* Short task *
Collect each line in the rows that follow that contains the string "snow", and copy those lines in order.

* Working data *
:::::

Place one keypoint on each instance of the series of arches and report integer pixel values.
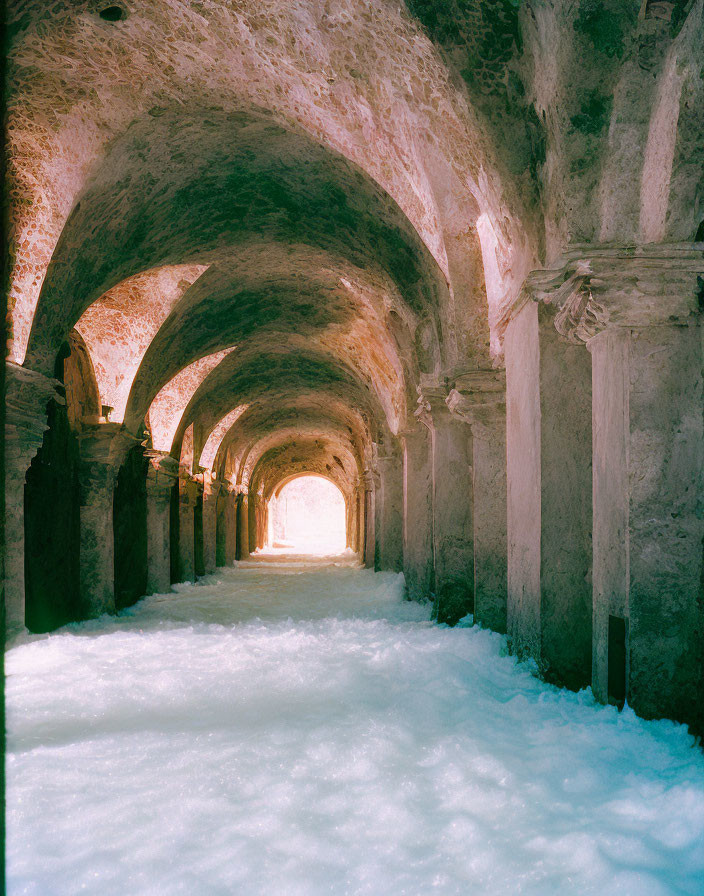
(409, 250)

:::::

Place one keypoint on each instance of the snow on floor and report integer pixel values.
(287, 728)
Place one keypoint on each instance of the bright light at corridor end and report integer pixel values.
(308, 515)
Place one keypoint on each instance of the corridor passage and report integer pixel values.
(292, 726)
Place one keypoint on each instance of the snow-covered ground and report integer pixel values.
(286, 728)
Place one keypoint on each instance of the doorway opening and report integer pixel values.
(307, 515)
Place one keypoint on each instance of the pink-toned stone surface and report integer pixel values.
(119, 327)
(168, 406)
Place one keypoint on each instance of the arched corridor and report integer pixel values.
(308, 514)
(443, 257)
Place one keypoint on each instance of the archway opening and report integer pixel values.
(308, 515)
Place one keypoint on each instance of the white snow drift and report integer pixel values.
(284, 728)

:::::

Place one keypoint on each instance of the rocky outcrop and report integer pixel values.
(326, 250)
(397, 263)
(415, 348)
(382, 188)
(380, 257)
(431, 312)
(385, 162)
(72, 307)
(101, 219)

:::::

* Written answer *
Place one keypoint on each instance of the snow on floor and report integer pixel values.
Place one keypoint on each instance of the snow-covered ground and report integer pixel values.
Place one keypoint on each instance of the white snow drift and report integer pixel values.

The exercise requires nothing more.